── PROVIDED ENTRIES ──
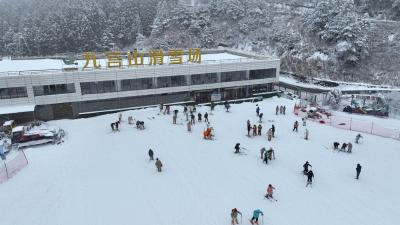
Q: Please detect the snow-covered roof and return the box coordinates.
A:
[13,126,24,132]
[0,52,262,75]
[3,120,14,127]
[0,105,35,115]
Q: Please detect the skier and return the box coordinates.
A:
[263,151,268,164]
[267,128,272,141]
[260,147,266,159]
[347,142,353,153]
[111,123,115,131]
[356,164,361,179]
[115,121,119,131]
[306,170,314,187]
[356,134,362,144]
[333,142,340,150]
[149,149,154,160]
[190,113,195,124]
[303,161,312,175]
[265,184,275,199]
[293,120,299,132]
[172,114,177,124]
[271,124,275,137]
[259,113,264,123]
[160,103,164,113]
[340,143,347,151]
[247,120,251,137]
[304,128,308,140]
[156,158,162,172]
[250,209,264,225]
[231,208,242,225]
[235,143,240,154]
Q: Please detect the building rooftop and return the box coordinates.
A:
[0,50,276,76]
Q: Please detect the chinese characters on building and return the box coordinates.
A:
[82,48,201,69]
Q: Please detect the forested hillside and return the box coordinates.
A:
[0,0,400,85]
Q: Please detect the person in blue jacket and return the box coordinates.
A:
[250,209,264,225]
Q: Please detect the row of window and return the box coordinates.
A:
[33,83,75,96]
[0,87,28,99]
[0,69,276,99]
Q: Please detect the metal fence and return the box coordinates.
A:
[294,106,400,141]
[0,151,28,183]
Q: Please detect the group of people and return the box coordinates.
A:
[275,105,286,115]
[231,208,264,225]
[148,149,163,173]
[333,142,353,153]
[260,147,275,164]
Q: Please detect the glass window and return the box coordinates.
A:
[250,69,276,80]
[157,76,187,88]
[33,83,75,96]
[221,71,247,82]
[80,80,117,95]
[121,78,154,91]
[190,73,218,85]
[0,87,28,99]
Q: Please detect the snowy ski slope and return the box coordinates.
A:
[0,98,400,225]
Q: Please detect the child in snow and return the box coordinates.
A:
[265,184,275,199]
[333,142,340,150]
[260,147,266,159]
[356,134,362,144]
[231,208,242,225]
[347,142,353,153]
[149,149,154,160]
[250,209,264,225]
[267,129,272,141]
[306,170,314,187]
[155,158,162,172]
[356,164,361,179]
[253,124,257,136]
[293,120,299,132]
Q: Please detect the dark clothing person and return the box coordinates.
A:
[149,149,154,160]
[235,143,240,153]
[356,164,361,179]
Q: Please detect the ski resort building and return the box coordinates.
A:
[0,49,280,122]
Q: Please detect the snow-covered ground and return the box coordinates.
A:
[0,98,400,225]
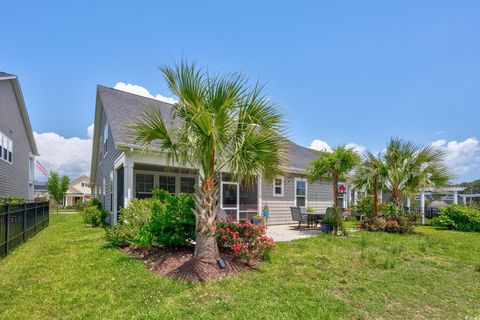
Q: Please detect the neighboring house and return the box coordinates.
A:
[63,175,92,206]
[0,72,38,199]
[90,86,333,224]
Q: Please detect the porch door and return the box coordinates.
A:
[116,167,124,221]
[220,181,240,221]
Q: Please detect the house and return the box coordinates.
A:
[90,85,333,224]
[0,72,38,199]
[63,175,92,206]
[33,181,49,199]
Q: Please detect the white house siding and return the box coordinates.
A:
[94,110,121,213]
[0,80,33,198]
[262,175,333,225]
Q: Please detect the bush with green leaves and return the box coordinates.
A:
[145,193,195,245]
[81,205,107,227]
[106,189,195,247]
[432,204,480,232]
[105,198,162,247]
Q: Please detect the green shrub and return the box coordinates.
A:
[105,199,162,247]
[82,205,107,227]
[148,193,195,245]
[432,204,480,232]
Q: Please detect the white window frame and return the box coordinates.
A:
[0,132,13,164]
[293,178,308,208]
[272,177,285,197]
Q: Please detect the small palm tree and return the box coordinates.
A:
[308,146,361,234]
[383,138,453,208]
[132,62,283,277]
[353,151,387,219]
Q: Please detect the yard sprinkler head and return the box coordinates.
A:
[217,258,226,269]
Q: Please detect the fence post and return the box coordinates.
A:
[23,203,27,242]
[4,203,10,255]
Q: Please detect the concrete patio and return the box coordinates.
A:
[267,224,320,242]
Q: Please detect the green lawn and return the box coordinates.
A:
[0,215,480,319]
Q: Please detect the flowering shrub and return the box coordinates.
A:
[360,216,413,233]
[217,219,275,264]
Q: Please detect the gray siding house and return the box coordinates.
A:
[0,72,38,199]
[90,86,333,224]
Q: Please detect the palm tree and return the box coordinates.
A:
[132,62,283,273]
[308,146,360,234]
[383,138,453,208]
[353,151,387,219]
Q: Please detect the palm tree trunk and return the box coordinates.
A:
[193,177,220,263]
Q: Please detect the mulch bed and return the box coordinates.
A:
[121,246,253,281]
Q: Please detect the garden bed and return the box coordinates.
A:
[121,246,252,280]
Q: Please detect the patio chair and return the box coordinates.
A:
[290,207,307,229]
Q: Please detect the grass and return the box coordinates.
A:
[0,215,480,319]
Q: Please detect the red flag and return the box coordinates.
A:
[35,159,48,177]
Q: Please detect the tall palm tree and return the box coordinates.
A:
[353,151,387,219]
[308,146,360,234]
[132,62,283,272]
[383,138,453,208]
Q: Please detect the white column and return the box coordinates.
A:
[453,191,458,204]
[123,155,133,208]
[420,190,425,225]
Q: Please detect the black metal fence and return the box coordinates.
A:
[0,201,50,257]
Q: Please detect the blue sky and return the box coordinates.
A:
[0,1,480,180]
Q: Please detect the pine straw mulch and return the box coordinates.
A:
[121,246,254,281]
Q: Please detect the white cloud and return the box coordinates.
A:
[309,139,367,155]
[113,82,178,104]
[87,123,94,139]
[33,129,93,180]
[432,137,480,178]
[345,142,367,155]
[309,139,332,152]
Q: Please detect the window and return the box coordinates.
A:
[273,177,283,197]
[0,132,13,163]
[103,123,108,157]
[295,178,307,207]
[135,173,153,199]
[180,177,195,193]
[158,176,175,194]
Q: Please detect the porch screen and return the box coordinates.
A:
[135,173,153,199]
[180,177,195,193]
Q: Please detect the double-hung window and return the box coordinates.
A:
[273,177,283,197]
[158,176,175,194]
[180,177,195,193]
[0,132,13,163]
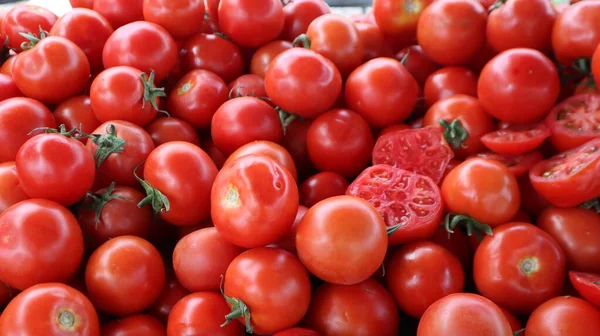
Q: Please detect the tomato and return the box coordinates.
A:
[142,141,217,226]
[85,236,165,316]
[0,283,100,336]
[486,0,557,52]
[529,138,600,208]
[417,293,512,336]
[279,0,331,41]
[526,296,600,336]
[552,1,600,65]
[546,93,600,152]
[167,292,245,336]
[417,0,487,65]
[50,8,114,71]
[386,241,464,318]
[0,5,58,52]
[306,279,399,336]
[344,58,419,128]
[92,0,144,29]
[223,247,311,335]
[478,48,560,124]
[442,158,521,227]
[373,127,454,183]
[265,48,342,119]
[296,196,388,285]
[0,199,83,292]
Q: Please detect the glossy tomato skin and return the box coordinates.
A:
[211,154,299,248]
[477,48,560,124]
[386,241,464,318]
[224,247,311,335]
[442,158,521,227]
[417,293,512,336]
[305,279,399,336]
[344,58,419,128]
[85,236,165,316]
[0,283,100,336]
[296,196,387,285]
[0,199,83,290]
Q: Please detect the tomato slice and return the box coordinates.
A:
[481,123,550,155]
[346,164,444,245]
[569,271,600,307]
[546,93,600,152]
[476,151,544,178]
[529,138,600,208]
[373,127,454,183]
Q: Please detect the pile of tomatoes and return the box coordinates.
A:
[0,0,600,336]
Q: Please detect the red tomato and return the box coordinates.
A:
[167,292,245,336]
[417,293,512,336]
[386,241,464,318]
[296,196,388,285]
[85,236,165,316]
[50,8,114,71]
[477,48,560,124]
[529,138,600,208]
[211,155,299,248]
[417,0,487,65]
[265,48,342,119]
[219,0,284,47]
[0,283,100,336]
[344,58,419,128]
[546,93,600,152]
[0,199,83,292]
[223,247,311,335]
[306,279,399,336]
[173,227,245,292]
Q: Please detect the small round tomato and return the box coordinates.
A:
───
INSTRUCTION
Update the material by replacing "box coordinates" with "coordinates of the box" everywhere it occurs, and keep everything else the same. Leave the pictures out of your answer.

RESPONSE TO THIS EXERCISE
Q: Please detect the snow-covered roof and return the coordinates of the box.
A:
[13,126,24,132]
[0,52,262,75]
[3,120,14,127]
[0,105,35,115]
Q: Please detect the skier and return the coordinates of the box.
A:
[263,151,268,164]
[267,128,272,141]
[260,147,266,159]
[347,142,353,153]
[111,123,115,131]
[356,164,361,179]
[115,121,119,131]
[306,170,314,187]
[356,134,362,144]
[333,142,340,150]
[149,149,154,160]
[190,113,195,124]
[303,161,312,175]
[265,184,275,199]
[293,120,299,132]
[172,114,177,124]
[271,124,275,137]
[259,113,264,123]
[160,103,164,113]
[340,143,347,151]
[247,120,251,137]
[304,128,308,140]
[156,158,162,172]
[250,209,264,225]
[231,208,242,225]
[235,143,240,154]
Q: Please detect the building rooftop and return the coordinates of the box.
A:
[0,50,276,76]
Q: Please detect the chinese characters on building and return the coordinates of the box.
A:
[82,48,201,69]
Q: Please detect the forested hillside and return the coordinates of the box.
A:
[0,0,400,85]
Q: Please detect the person in blue jacket and return the coordinates of the box.
A:
[250,209,264,225]
Q: Please detect the row of window and return the coordinates of the box.
A:
[33,83,75,96]
[0,87,28,99]
[0,69,276,99]
Q: Please detect the metal fence and return the coordinates of the box.
A:
[294,106,400,141]
[0,151,28,183]
Q: Please detect the group of people and return the coordinates of the box.
A:
[275,105,286,115]
[231,208,264,225]
[148,149,163,173]
[333,142,353,153]
[260,147,275,164]
Q: Please detect the glass window and return the coordinates of the box.
A:
[250,69,276,80]
[157,76,187,88]
[33,83,75,96]
[221,71,247,82]
[80,80,117,95]
[121,78,154,91]
[190,73,218,85]
[0,87,28,99]
Q: Please detect the snowy ski slope and return the coordinates of the box.
A:
[0,98,400,225]
Q: Please detect the child in snow and return the coordinates of the box.
A:
[265,184,275,199]
[333,142,340,150]
[260,147,266,159]
[356,134,362,144]
[231,208,242,225]
[347,142,353,153]
[149,149,154,160]
[250,209,264,225]
[267,129,272,141]
[306,170,314,187]
[155,158,162,172]
[356,164,361,179]
[253,124,257,136]
[293,120,299,132]
Q: Please detect the dark clothing person and return the coordinates of the box.
A:
[149,149,154,160]
[235,143,240,153]
[356,164,361,179]
Q: Please detect the ski resort building and return the coordinates of the box.
A:
[0,49,280,122]
Q: Please detect the snow-covered ground and return the coordinates of the box.
A:
[0,98,400,225]
Q: Please detect the neighboring house and return the coordinates of the box.
A:
[63,175,92,206]
[0,72,38,199]
[90,86,333,224]
Q: Please detect the porch door and return the coordinates of the box.
A:
[116,167,124,221]
[220,181,240,221]
Q: Please detect the house and return the coordinates of the box.
A:
[90,85,333,224]
[0,72,38,199]
[63,175,92,206]
[33,181,49,199]
Q: Please detect the white house siding and return the coordinates of the box.
A:
[94,110,121,213]
[0,80,33,198]
[262,175,333,225]
Q: Please detect the bush with green leaves and return the coordinates of the box.
A:
[145,193,195,245]
[81,205,107,227]
[106,189,195,247]
[432,204,480,232]
[105,198,162,247]
Q: Please detect the green shrub and return the coordinates of the box.
A:
[105,199,162,247]
[82,205,107,227]
[148,193,195,245]
[432,204,480,232]
Q: Please detect the white window frame and return the coordinates of the box.
A:
[0,132,13,164]
[293,178,308,208]
[272,177,285,197]
Q: Please detect the small palm tree and return the coordinates of the box.
A:
[308,146,361,234]
[383,138,453,208]
[132,62,283,277]
[353,151,387,219]
Q: Please detect the yard sprinkler head and return the coordinates of the box.
A:
[217,258,226,269]
Q: Please detect the fence post and return the coordinates of the box.
A:
[23,203,27,242]
[4,203,10,255]
Q: Please detect the concrete patio and return the coordinates of the box.
A:
[267,224,320,242]
Q: Please detect the green lawn and return the coordinates of the box.
A:
[0,215,480,319]
Q: Please detect the flowering shrub and return the coordinates of the box.
A:
[360,216,413,233]
[217,219,275,264]
Q: Please detect the gray siding house and return the coordinates of the box.
A:
[0,72,38,199]
[90,86,333,224]
Q: Please detect the palm tree and return the coordinates of the box.
A:
[132,62,283,273]
[308,146,360,234]
[383,138,453,208]
[353,151,387,219]
Q: Please detect the palm tree trunk and return the coordinates of the box.
A:
[193,177,220,263]
Q: Please detect the mulch bed and return the coordinates of the box.
A:
[121,246,253,281]
Q: Please detect the garden bed and return the coordinates of the box.
A:
[121,246,252,280]
Q: Please detect the patio chair and return the coordinates of the box.
A:
[290,207,307,229]
Q: Please detect the grass and return the coordinates of the box.
A:
[0,215,480,319]
Q: Please detect the red flag and return the coordinates of the box.
A:
[35,159,48,177]
Q: Please detect the tall palm tree and return the coordinates of the box.
A:
[353,151,387,219]
[308,146,360,234]
[132,62,283,272]
[383,138,453,208]
Q: Please detect the white column and return the coordinates of the box.
A:
[453,191,458,204]
[123,155,133,208]
[420,190,425,225]
Q: Please detect the black metal fence and return the coordinates of the box.
A:
[0,201,50,257]
Q: Please detect the blue sky and return the coordinates of the box.
A:
[0,1,480,180]
Q: Please detect the pine straw mulch and return the coordinates of the box.
A:
[121,246,254,281]
Q: Please detect the white cloud and return the coordinates of the box.
A:
[309,139,367,155]
[113,82,178,104]
[87,123,94,139]
[33,129,93,180]
[432,137,480,178]
[345,142,367,155]
[309,139,332,152]
Q: Please detect the window and return the coordinates of the box.
A:
[273,177,283,197]
[0,132,13,163]
[103,123,108,157]
[295,178,307,207]
[135,173,153,199]
[180,177,195,193]
[158,176,175,194]
Q: Please detect the porch screen and return the coordinates of the box.
A:
[135,173,153,199]
[180,177,195,193]
Q: Please detect the double-hung window and return the coordinates of the box.
A:
[273,177,283,197]
[158,176,175,194]
[180,177,195,193]
[0,132,13,163]
Q: Please detect the tomato and return the coordinates of the box.
A:
[142,141,217,226]
[85,236,165,316]
[0,283,100,336]
[486,0,557,52]
[529,138,600,208]
[417,293,512,336]
[279,0,331,41]
[526,296,600,336]
[552,1,600,65]
[546,93,600,152]
[167,292,245,336]
[417,0,487,65]
[50,8,114,71]
[386,241,464,318]
[0,5,58,52]
[306,279,399,336]
[344,58,419,128]
[92,0,144,29]
[223,247,311,335]
[478,48,560,124]
[442,158,521,227]
[373,127,454,183]
[265,48,342,119]
[296,196,388,285]
[0,199,83,292]
Q: Please detect the glossy tomato skin and return the coordinates of the box.
A:
[211,154,299,248]
[477,48,560,124]
[386,241,464,318]
[224,247,311,335]
[442,158,521,227]
[417,293,512,336]
[305,279,399,336]
[344,58,419,128]
[85,236,165,316]
[0,283,100,336]
[296,196,387,285]
[0,199,83,290]
Q: Please detect the tomato slice and return the coordinates of the box.
A:
[481,123,550,155]
[346,164,444,245]
[569,271,600,307]
[546,93,600,152]
[476,151,544,178]
[529,138,600,208]
[373,127,454,183]
Q: Please detect the pile of tomatoes and return the coordinates of the box.
A:
[0,0,600,336]
Q: Please detect the red tomato and return the coordinates of the box.
A:
[167,292,245,336]
[417,293,512,336]
[386,241,464,318]
[296,196,388,285]
[85,236,165,316]
[50,8,114,71]
[477,48,560,124]
[529,138,600,208]
[211,155,299,248]
[417,0,487,65]
[265,48,342,119]
[219,0,284,47]
[0,283,100,336]
[344,58,419,128]
[546,93,600,152]
[0,199,83,292]
[223,247,311,335]
[306,279,399,336]
[173,227,245,292]
Q: Please detect the small round tomato and return the coordinates of the box.
A:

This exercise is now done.